(Recorded data)
______

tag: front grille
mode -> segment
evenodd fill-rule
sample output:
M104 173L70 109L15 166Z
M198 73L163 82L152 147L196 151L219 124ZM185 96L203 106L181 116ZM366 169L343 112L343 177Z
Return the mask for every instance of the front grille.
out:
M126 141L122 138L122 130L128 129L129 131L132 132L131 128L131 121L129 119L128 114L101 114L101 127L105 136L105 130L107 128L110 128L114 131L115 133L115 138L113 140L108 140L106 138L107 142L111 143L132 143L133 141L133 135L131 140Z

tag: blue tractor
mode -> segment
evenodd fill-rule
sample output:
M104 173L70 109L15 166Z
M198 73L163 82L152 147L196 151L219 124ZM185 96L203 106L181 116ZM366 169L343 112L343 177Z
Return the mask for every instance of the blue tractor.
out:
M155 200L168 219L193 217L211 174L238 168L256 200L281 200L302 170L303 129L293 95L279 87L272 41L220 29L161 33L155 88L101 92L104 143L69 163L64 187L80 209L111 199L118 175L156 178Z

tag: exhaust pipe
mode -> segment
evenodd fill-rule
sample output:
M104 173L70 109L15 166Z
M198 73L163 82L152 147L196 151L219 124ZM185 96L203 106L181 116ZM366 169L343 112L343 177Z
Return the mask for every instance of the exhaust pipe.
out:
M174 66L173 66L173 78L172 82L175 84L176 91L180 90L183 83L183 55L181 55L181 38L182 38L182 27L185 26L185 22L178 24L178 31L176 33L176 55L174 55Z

______

(Aim of the exercise):
Return only the lines of the records in which the string "every" appears.

(Solution):
Return the mask for every instance of the front grille.
Return the mask for every instance of the blue tractor.
Return the mask for every instance of the exhaust pipe.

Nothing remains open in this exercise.